Problem statement: The response must reproduce every record below without alteration.

※

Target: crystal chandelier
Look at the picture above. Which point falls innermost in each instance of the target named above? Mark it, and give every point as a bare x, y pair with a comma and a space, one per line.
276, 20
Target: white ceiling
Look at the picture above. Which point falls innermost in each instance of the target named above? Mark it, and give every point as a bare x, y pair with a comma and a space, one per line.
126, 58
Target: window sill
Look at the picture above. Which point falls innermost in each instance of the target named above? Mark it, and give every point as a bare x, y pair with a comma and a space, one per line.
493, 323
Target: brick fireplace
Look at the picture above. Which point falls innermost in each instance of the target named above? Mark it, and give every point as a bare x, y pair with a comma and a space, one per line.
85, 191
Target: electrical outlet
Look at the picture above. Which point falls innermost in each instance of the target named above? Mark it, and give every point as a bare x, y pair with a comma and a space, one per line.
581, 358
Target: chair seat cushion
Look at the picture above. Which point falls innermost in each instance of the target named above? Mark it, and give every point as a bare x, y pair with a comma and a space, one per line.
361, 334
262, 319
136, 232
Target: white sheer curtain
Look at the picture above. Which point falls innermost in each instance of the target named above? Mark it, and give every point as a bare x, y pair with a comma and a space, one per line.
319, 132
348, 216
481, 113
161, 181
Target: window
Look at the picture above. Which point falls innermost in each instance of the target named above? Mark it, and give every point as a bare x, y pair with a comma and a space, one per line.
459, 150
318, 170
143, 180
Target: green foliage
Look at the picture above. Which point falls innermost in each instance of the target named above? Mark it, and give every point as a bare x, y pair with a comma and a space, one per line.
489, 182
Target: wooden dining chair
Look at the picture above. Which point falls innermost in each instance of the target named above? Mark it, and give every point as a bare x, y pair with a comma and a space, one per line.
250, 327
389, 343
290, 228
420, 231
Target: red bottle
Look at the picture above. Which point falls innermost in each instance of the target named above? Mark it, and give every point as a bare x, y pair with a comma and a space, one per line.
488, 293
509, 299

※

Solution to this problem:
Target: crystal chandelier
Look at the picture above. Which point falls innermost in each instance of the target named above? Mark it, and give every point as a bare x, y pair with a comma and a space, one per line.
276, 20
Target: white ceiling
Look at the picture above. Which point falls innermost in each instance of the target named above? Mark it, and give every point as a bare x, y pair with a comma and a space, one per line.
126, 58
Target: window sill
Look at the picture above. Which point falls innermost in each instance of the target named above? Mark it, and give every point as a bare x, y pair with a comma and a space, one per line.
493, 323
Target: brick fireplace
Look at the picture above. Which point falls innermost in each instance of the target named above? Mark it, and give every point as a bare x, y pair with a comma and a space, one per line.
85, 191
Target: electrical outlet
Look at the picture above. Which point falls innermost in each instance of the target named above? Mark it, and give every point as a bare x, y pair with a comma and a space, one per line.
581, 358
Target: chair seat cushion
Look at the picture above. Which point falls innermost in each instance of the target named above? Mark it, and give every point as a bare x, y pair with a comma and a space, one per line.
361, 334
262, 319
136, 232
Target: white sheer curtain
Look at the picture above. Which point falls innermost in each instance of the target named above? Mark it, and give every point as a bare x, y pair with a comma and a space, one per line.
319, 132
348, 216
481, 113
161, 181
Target: window
Look at the picture above. Which point falls innermost in each instance of the target named above? Mark it, and give every point as a bare x, y pair with a comma and a space, one per line.
459, 150
318, 170
143, 180
Target: green foliage
Look at the picture above. Which point falls innermost in each instance of the target named above? Mark it, and give every point as a bare x, y pair with a comma and a space, one per line.
489, 182
Target: wooden dining chair
Look at the picture above. Which point falls innermost in each instance of the target named above? Mark it, and give every point as a bare x, y pair with a comma and a space, one per line.
250, 327
389, 343
290, 228
420, 231
Target: red bottle
Look at the picture above. Which point falls innermost in each instance of the target named above? Mark it, and give every point as a bare x, y pair with a comma and a space, one per line.
488, 293
509, 299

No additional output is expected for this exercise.